_Your assignment_
According to the article on Jamaica's post-mortem backlog, how many forensic pathologists currently serve the country's 14 parishes?

_Text block_
>>>

Murder rate, crashes to blame for post-mortem backlog

MONTEGO BAY, St James — Those waiting on State-handled post-mortems for their loved ones can also blame the country’s murder rate and deaths by motor vehicular accidents for the sometimes months-long delays.

An article published by the Jamaica Observer earlier this month highlighted the length of time that it took for autopsies under the control of the Government, islandwide.

In that news story the sister of murdered businesswoman Lativa Helps bemoaned having to wait two months for an autopsy to be performed. The woman complained that her family’s plans to put together proper funeral arrangements were on hold as they had no idea when the autopsy would be done.

A dive into the Jamaica Observer’s archives, dating as far back as 2015, showed a handful of articles involving families voicing concern over the time that it took for autopsies to be done so that their loved ones could be buried.

The number of forensic pathologists on the island has always been brought into focus.

Autopsies are carried out through the Institute of Forensic Science and Legal Medicine (IFSLM), an agency of the Ministry of National Security. It is reported that there are currently four forensic pathologists serving the country’s 14 parishes, and according to the Ministry of National Security this has contributed to a backlog in the cases islandwide.

“There is a shortage of forensics pathologists in the government system. As a result, the four pathologists are the only ones available to cover all 14 parishes,” the ministry said in its response to a query from the Sunday Observer.

Jamaica has always grappled with a shortage of forensic pathologists. However, challenged by the island’s high murder rate and deaths caused by road accidents, the four pathologists who are now in the system are stretched thin.

“It is having a negative impact on the length of time it takes to schedule and conduct post-mortems”, the national security ministry said.

The Jamaica Constabulary Force (JCF) says that as of October 16 there have been 1,231 murders across the island. In addition to that, 359 people have lost their lives in road accidents since the start of the year, over the same period.

<<<

_Information supplied_
>>>

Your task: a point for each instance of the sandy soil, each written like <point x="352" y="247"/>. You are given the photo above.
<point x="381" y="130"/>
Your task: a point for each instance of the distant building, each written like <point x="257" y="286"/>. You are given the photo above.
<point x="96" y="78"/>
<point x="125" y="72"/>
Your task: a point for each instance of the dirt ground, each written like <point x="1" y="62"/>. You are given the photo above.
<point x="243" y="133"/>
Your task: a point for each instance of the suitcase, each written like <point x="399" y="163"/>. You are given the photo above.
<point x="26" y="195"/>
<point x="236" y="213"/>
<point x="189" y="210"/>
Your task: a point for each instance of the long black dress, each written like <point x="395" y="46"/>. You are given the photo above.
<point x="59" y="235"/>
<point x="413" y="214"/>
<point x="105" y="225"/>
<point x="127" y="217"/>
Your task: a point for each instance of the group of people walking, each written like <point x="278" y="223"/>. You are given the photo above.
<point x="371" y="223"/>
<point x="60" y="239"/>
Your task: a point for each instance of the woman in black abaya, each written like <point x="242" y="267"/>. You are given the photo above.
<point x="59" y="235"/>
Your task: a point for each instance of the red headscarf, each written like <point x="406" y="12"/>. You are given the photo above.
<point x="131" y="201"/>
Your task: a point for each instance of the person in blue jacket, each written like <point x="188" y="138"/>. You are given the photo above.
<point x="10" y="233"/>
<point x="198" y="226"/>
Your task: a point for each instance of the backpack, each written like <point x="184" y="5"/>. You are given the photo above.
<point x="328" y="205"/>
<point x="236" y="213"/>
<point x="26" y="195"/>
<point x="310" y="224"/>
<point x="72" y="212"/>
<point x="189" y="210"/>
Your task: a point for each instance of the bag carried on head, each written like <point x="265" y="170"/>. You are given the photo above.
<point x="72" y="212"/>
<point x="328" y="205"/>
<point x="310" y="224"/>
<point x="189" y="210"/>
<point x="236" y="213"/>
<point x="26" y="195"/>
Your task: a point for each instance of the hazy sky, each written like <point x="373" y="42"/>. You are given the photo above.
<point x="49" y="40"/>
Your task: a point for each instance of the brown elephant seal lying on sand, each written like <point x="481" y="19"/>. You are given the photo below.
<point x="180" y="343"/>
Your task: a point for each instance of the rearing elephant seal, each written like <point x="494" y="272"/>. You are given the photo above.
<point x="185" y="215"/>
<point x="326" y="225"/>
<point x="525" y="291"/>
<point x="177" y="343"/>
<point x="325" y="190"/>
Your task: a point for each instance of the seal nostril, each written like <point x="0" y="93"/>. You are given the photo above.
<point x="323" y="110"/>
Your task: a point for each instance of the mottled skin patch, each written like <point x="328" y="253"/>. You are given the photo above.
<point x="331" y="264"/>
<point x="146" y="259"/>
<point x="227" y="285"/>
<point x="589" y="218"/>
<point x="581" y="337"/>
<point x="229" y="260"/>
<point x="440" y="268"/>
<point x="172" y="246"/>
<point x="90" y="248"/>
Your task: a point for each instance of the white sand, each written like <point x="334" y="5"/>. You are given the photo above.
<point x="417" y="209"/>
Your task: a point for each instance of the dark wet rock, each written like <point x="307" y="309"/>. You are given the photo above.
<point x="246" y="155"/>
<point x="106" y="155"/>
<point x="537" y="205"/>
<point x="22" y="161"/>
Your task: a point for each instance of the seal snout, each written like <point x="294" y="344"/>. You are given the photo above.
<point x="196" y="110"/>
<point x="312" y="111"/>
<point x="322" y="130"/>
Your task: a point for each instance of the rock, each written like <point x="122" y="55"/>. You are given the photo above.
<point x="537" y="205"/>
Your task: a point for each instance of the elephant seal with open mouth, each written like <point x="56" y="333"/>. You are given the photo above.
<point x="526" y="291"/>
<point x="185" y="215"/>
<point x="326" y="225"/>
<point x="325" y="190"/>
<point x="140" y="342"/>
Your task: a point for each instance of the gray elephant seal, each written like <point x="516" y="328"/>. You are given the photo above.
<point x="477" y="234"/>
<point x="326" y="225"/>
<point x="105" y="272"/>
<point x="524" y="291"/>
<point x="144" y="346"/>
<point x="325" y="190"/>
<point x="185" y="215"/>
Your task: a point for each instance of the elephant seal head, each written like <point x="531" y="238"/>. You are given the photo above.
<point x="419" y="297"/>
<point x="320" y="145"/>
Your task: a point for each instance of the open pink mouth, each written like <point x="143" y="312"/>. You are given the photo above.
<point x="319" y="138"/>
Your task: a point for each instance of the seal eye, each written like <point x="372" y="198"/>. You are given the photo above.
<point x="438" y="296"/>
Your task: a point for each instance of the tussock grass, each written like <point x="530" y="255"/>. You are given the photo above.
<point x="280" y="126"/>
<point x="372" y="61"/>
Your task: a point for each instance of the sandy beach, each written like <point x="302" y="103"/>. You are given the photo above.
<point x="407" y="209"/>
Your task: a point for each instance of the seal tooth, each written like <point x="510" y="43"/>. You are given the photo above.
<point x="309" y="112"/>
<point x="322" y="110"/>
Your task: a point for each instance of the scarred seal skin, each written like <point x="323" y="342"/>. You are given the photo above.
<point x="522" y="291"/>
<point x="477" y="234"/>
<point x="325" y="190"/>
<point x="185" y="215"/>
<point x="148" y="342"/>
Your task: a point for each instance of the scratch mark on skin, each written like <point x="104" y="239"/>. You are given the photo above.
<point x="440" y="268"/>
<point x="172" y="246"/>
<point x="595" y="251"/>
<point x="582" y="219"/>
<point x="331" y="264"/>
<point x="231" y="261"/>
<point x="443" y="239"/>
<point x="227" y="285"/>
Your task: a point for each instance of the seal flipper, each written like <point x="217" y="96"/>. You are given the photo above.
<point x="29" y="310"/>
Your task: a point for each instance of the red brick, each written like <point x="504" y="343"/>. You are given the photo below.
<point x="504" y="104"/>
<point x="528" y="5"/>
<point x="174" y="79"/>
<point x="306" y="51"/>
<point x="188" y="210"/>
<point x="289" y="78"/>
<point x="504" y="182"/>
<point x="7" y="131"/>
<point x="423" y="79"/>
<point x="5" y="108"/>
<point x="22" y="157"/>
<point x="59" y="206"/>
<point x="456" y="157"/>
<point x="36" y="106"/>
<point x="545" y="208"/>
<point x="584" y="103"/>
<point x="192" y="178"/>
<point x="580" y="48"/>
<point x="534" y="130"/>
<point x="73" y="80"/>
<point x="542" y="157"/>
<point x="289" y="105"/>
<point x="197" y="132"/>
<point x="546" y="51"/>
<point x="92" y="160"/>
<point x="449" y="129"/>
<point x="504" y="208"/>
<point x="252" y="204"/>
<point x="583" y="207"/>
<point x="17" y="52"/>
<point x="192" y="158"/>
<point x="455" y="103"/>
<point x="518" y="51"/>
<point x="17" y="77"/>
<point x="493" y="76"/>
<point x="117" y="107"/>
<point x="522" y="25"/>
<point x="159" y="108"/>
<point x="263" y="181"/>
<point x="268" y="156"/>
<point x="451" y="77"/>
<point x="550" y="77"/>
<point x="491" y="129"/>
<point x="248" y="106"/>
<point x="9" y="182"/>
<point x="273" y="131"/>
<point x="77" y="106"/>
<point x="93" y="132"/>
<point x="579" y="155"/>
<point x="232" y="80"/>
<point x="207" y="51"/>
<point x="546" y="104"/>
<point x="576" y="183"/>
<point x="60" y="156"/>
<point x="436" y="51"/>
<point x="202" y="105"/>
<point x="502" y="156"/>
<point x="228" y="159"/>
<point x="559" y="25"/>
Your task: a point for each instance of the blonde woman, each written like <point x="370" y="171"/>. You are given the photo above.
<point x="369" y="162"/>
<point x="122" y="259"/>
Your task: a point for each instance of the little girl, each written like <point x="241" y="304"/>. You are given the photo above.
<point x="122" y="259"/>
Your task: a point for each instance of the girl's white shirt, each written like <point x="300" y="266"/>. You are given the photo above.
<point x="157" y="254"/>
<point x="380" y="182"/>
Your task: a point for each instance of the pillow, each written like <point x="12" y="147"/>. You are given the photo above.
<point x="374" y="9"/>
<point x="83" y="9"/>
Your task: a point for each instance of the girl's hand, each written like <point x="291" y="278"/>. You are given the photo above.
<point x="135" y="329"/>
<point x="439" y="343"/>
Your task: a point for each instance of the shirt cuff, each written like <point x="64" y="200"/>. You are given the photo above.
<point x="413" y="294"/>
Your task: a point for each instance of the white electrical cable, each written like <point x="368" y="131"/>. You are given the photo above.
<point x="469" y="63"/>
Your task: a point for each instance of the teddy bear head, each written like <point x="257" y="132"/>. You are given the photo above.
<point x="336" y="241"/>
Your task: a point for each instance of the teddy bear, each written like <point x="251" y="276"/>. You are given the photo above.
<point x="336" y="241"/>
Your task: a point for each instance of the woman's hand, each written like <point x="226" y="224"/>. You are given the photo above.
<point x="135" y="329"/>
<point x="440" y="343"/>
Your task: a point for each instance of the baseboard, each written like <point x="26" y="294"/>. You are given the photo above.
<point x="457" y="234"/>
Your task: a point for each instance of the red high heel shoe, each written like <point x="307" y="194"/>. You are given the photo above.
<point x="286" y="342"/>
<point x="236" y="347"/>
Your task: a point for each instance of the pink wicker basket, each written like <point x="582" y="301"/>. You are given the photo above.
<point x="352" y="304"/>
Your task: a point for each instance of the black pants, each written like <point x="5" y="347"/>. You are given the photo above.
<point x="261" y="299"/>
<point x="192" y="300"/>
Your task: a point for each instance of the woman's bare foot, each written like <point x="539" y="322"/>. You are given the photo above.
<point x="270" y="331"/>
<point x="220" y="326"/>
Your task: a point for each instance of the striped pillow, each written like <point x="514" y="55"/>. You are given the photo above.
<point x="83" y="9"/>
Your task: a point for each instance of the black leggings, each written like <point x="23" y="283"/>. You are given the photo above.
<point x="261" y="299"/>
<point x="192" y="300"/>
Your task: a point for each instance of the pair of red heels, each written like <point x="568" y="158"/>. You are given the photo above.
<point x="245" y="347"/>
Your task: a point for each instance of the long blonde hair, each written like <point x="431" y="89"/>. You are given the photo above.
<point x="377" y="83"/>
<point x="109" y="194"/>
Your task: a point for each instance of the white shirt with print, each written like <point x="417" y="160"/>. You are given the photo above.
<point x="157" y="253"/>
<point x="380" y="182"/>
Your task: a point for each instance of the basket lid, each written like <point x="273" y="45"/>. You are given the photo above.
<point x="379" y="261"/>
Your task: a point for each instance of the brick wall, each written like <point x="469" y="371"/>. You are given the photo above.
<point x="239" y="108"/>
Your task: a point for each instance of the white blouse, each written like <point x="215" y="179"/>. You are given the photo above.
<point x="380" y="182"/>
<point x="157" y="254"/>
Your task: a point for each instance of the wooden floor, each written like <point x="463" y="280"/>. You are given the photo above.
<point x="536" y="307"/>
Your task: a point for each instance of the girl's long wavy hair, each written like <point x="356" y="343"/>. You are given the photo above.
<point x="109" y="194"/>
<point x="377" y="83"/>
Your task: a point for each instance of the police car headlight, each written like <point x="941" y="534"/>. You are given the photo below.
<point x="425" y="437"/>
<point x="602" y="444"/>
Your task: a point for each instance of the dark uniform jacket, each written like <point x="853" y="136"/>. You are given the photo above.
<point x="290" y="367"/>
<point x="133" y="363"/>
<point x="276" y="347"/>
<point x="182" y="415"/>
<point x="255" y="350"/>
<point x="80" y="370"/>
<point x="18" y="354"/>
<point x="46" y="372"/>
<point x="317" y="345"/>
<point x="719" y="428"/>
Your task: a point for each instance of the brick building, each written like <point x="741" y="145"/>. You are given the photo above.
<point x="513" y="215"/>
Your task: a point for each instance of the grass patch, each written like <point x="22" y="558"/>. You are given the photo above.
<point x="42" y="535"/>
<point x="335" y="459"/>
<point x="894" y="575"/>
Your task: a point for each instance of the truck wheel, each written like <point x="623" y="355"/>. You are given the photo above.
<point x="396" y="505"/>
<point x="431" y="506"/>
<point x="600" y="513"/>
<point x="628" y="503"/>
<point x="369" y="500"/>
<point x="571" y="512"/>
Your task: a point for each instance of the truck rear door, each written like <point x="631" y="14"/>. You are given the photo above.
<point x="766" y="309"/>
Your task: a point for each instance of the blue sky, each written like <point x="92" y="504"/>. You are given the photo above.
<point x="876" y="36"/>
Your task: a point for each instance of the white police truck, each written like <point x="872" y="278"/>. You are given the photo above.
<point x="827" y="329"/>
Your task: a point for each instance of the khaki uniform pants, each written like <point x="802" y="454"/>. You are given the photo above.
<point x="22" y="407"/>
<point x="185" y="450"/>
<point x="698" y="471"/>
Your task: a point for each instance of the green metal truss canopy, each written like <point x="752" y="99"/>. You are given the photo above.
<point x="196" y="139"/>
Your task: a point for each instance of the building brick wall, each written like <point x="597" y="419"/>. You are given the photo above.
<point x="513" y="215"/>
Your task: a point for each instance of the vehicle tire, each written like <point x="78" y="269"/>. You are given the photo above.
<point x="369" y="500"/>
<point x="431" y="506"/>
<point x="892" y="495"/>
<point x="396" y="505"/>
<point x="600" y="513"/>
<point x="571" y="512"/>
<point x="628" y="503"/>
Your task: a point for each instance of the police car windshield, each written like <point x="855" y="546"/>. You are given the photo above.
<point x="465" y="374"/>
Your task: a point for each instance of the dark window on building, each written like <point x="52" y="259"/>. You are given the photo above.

<<<

_Completed exercise_
Four forensic pathologists.